• [Problem statement]:
Starting with the first line of the records, write out each line exactly until you have included the line containing "[locate] grass lawn".

• [Source information]:
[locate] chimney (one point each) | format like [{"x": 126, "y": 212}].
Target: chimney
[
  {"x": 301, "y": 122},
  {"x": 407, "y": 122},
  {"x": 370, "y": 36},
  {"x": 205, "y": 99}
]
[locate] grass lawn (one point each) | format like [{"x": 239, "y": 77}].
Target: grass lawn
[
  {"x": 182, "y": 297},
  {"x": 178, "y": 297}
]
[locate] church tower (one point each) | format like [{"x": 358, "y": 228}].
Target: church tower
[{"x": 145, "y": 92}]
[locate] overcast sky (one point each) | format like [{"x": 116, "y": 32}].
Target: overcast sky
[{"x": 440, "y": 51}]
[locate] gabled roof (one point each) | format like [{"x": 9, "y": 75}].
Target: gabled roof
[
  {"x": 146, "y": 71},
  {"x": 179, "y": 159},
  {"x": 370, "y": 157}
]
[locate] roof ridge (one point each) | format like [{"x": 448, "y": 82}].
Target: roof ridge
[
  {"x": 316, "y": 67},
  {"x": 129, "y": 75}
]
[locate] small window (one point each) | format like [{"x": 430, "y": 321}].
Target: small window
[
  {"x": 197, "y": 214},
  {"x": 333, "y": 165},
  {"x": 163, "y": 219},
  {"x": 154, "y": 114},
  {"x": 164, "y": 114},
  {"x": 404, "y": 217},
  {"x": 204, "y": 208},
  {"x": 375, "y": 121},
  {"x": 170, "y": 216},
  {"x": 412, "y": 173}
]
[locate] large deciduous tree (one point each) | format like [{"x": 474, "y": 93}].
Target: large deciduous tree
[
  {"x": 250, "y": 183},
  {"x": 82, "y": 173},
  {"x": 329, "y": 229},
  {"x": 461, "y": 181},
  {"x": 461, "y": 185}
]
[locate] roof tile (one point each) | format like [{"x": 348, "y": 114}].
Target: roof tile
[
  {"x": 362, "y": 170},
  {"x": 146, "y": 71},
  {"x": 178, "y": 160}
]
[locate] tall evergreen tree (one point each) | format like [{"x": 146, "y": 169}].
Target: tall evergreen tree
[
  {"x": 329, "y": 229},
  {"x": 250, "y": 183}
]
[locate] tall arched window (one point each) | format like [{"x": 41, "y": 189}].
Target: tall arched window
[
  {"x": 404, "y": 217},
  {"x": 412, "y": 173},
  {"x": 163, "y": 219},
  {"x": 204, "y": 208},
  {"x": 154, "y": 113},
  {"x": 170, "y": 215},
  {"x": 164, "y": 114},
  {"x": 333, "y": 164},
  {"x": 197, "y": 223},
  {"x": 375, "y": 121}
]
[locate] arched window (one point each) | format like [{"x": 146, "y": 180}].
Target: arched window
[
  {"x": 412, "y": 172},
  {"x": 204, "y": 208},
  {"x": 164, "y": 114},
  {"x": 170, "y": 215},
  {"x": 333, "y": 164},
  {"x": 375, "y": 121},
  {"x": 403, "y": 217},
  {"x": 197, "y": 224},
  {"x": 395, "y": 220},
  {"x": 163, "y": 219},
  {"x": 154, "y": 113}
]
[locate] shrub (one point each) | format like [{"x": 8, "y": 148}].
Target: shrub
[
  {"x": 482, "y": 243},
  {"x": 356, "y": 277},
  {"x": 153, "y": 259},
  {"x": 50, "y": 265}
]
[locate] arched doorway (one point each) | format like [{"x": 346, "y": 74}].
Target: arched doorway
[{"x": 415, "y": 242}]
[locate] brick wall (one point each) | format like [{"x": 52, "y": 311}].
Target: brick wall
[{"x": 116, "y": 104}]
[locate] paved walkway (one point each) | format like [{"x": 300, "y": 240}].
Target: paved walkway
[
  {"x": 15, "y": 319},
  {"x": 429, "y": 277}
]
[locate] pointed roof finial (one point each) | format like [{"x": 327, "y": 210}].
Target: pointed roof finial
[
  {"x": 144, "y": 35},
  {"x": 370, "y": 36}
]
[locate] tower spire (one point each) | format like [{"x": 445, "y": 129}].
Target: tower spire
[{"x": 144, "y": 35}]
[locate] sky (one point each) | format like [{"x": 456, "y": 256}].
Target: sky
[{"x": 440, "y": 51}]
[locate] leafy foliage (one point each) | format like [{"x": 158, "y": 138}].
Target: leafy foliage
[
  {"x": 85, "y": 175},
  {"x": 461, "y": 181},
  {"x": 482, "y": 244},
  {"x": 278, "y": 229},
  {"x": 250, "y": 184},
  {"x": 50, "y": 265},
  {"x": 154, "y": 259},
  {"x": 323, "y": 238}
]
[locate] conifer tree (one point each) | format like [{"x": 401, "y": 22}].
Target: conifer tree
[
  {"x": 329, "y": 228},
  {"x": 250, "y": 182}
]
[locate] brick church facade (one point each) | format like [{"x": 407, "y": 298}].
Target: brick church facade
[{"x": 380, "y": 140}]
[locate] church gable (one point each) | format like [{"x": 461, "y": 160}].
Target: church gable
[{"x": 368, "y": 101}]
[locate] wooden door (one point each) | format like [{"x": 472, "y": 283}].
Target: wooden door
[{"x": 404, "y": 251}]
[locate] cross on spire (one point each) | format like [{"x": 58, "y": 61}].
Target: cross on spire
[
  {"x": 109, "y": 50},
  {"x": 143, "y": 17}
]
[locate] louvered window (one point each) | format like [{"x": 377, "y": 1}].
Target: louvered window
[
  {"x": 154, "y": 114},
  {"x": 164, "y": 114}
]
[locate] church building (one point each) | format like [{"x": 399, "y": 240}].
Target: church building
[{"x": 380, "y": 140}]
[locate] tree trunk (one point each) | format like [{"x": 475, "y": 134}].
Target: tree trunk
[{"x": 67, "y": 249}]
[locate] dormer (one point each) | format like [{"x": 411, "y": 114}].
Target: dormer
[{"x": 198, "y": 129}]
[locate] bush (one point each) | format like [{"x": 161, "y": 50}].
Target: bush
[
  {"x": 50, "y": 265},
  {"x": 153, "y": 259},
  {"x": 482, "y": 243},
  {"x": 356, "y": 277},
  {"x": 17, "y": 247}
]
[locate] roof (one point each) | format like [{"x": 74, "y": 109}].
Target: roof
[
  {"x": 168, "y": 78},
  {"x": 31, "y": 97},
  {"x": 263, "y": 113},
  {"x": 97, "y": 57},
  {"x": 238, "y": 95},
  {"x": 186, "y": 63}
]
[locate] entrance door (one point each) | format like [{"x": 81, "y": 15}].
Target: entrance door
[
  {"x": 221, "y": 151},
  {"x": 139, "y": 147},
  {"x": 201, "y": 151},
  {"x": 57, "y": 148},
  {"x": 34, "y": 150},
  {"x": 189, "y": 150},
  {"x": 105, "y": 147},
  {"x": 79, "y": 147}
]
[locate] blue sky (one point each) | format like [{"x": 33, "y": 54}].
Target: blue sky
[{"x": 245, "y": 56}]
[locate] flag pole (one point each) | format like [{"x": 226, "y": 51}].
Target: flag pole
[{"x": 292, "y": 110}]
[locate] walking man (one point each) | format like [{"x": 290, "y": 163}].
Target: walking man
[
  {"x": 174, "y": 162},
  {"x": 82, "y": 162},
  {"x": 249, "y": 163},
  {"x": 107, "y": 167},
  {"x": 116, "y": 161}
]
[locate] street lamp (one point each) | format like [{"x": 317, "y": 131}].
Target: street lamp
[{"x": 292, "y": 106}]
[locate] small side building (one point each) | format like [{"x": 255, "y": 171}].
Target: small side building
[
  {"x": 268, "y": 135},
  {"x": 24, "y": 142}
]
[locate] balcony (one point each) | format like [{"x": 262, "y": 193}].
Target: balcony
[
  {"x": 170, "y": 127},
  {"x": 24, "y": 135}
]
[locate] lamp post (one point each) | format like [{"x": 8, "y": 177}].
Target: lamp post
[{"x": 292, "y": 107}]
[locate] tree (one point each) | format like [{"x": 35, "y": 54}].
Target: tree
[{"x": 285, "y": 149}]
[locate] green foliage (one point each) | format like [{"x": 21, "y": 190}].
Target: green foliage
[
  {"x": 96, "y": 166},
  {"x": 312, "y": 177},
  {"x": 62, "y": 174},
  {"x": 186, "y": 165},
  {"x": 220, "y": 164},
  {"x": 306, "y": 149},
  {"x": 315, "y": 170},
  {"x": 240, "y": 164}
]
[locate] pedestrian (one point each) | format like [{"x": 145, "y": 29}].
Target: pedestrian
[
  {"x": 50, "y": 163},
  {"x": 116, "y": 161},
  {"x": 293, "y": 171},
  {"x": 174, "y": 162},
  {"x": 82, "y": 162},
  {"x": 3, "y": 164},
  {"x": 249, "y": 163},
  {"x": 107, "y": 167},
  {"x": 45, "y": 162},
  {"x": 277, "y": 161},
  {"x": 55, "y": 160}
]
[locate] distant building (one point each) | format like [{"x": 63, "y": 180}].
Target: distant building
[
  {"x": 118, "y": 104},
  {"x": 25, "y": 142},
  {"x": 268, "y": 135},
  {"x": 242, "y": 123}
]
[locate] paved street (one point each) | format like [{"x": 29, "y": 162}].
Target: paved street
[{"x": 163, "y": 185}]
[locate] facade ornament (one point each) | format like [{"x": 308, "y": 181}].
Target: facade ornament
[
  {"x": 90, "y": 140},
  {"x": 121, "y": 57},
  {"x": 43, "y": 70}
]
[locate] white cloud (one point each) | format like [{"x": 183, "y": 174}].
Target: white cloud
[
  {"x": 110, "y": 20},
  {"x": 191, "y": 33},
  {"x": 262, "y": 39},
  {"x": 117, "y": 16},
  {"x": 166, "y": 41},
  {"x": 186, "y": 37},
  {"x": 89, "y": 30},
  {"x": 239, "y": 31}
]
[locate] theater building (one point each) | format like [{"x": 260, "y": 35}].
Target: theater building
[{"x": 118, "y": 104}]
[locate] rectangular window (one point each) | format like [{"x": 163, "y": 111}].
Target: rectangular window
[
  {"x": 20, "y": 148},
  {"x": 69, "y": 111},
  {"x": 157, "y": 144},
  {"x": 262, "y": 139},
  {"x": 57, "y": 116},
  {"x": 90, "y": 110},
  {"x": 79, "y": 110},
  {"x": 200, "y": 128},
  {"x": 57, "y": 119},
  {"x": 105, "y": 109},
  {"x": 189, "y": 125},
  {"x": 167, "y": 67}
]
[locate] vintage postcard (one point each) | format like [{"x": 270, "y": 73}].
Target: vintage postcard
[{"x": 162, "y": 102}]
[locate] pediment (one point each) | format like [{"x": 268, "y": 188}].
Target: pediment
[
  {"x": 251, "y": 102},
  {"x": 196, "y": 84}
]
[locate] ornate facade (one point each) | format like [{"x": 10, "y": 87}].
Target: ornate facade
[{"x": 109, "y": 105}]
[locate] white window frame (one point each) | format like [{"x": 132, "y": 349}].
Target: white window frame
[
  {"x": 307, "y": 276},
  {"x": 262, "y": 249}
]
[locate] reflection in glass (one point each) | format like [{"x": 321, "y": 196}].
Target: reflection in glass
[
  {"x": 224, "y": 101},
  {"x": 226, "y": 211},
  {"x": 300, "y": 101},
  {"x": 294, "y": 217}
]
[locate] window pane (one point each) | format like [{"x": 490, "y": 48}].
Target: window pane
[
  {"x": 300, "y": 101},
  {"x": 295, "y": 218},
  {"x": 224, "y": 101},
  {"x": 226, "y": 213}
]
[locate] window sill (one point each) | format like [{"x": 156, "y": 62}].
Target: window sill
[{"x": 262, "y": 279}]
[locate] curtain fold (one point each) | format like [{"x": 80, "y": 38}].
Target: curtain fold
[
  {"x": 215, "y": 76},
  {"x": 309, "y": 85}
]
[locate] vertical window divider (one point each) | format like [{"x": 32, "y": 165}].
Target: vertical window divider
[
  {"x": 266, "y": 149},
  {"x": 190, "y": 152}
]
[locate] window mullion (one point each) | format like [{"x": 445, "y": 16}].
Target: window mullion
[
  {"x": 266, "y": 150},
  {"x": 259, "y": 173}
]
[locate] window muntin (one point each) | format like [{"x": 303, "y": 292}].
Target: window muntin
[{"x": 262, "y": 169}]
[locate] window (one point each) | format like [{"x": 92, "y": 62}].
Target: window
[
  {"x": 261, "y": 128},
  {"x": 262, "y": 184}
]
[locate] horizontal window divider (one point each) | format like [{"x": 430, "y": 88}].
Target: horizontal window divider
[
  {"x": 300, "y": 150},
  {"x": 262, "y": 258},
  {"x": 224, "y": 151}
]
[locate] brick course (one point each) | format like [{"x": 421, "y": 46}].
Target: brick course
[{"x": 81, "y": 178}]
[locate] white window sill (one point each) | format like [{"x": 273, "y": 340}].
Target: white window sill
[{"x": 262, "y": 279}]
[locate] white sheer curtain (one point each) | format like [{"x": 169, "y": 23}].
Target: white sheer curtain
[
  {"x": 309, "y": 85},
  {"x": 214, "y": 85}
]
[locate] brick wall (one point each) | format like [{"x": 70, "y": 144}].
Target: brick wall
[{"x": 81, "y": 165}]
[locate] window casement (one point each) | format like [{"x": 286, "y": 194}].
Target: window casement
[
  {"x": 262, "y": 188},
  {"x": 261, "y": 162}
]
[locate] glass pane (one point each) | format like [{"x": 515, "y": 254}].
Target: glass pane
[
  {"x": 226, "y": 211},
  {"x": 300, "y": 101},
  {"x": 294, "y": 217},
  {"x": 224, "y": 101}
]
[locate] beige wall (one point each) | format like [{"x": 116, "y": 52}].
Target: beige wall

• [Task output]:
[locate] chimney (one point each) | format like [{"x": 126, "y": 212}].
Target: chimney
[
  {"x": 301, "y": 122},
  {"x": 407, "y": 122},
  {"x": 370, "y": 36},
  {"x": 205, "y": 99}
]
[locate] grass lawn (one point each) | format like [{"x": 239, "y": 77}].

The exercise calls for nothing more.